## [Required action]
Below is a listing; reproduce each line of it exactly.

=== Begin Enclosure ===

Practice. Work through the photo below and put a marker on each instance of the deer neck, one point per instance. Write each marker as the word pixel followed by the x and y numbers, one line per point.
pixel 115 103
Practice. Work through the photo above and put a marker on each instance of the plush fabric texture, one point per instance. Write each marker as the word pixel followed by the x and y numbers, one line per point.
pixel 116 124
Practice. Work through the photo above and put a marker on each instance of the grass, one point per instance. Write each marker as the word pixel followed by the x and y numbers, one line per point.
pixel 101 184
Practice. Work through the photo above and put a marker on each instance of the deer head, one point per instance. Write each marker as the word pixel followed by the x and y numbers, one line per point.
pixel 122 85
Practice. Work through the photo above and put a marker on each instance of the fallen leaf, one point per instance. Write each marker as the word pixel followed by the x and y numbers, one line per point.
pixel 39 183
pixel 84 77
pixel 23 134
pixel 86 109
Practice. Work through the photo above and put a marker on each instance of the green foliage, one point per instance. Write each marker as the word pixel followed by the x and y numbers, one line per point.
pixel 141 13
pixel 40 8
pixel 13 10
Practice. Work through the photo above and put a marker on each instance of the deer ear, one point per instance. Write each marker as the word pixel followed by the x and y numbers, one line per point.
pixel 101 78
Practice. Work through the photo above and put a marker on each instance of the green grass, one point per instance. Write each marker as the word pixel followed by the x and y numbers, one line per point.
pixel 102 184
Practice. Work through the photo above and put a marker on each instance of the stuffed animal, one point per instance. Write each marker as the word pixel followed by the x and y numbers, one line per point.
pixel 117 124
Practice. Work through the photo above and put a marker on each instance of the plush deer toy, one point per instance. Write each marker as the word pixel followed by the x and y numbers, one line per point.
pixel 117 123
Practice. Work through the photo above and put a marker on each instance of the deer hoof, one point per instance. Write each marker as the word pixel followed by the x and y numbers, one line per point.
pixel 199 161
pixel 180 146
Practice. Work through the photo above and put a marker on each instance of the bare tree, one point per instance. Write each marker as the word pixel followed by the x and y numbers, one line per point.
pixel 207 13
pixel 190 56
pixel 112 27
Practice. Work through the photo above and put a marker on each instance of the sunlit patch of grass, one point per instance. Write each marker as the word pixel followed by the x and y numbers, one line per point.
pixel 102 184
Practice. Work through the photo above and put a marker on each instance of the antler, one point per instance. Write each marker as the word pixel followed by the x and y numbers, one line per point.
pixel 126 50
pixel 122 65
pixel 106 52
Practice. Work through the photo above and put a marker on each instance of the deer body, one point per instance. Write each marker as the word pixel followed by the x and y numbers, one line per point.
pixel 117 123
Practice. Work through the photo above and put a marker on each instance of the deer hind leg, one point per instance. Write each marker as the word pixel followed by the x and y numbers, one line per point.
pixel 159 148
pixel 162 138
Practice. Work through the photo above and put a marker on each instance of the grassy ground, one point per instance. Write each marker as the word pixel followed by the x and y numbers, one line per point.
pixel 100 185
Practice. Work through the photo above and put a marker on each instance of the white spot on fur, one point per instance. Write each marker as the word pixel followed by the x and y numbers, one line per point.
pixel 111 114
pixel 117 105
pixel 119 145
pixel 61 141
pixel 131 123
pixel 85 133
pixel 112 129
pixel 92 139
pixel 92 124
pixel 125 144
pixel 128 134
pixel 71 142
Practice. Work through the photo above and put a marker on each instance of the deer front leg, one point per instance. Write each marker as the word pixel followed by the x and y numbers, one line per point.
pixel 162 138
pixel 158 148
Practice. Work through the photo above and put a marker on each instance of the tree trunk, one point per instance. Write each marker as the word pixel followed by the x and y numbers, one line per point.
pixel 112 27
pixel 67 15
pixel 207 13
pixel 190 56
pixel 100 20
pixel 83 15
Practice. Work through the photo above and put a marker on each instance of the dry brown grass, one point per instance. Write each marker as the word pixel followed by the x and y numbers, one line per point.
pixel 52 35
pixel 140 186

=== End Enclosure ===

## [Answer for this exercise]
Practice. Work through the photo below and put a marker on each instance of the deer neck, one point per instance. Write each marker as the word pixel followed by the x and y numbers, one line per point.
pixel 115 103
Practice. Work through the photo above and put a marker on each instance of the plush fabric texture, one point per instance. Write each marker as the word pixel followed by the x and y numbers, one line per point.
pixel 116 124
Practice. Work through the photo above and put a marker on each instance of the grass, one point per instance. Write each marker as the word pixel followed by the x and y numbers, one line per point.
pixel 101 184
Practice. Work through the photo above and put a marker on each instance of the deer head, one point per instance. Write each marker as the word pixel followed by the x and y numbers, one line per point.
pixel 122 85
Practice. Work through the photo above and put a marker on each instance of the fallen leaf, one point per instance. Write each marker as the word pixel followed by the x and y numbers, one line per point.
pixel 39 183
pixel 84 77
pixel 23 134
pixel 86 109
Practice. Work through the photo above and put a marker on each instance of the green foliage, one point per instance. Write each marker as the word pixel followed by the x and y numbers, one line per point.
pixel 141 13
pixel 40 8
pixel 13 10
Practice. Work through the photo above and put a marker on each instance of the deer ear, one point per instance. Write each marker as the word pixel followed by the x and y numbers, one line per point.
pixel 101 78
Practice. Work through the photo above and put a marker on each instance of the green grass, one point per instance. Write each marker as the word pixel followed by the x and y numbers, one line per point.
pixel 102 184
Practice. Work through the photo above and put a marker on each instance of the stuffed animal, one point per instance. Write each marker as the word pixel followed by the x and y numbers, one line per point.
pixel 117 124
Practice. Work through the photo above and put a marker on each instance of the plush deer toy, one point per instance. Write each marker as the word pixel followed by the x and y numbers, one line per point.
pixel 117 123
Practice. Work through the photo above and put a marker on each instance of the deer hoof, one point per instance. Write each marker as the word pixel followed by the x and y numbers, one line per point.
pixel 199 161
pixel 180 146
Practice. Work through the photo above and put a marker on each instance of the bare tree, one point per instance. Write each marker as the word pixel followed by the x and y numbers, one line per point.
pixel 207 13
pixel 190 56
pixel 112 27
Practice. Work through the photo above and put a marker on each instance of the sunlit patch of grass, one point per instance. Write each marker as the word pixel followed by the x and y numbers, one line per point.
pixel 102 184
Practice. Work through the photo above and put a marker on each instance of the antler, one point per instance. Write each marker as the word pixel followed by the x and y numbers, one line per point.
pixel 126 50
pixel 122 65
pixel 106 52
Practice. Work through the photo above and put a marker on each instance of the deer body, one point per instance. Write each marker as the word pixel followed by the x and y numbers, one line per point.
pixel 117 123
Practice. Work through the photo above and put a marker on each instance of the deer hind leg, one point per instance. Write each marker as the word pixel followed by the x and y numbers, one line per point.
pixel 159 148
pixel 162 138
Practice. Work through the photo above and put a marker on each instance of the grassy ground, one point per instance. Write each marker as the word pixel followed by the x and y numbers, one line per point.
pixel 100 185
Practice. Work through the photo above and put a marker on each instance of the white spot on fur, one point per instance. Write each marker as the word pixel followed by the x and y numbers, one line per point.
pixel 111 114
pixel 117 105
pixel 119 145
pixel 61 141
pixel 131 123
pixel 85 133
pixel 112 129
pixel 92 139
pixel 92 124
pixel 125 144
pixel 128 134
pixel 71 142
Practice. Work through the photo above and put a marker on each instance of the deer front leg, one point per instance. Write each marker as the word pixel followed by the x and y numbers, one line per point.
pixel 162 138
pixel 158 148
Practice. Work through the photo above and put a marker on each instance of the tree trunk, one point per instance. Write each marker as the word pixel followed by the x and y numbers, one line per point.
pixel 112 27
pixel 67 15
pixel 207 13
pixel 190 56
pixel 100 20
pixel 83 15
Practice. Work through the photo above and put a marker on each instance of the dry brown grass, one point per instance. Write each marker as the word pixel followed by the x and y numbers, one line per point.
pixel 52 35
pixel 140 186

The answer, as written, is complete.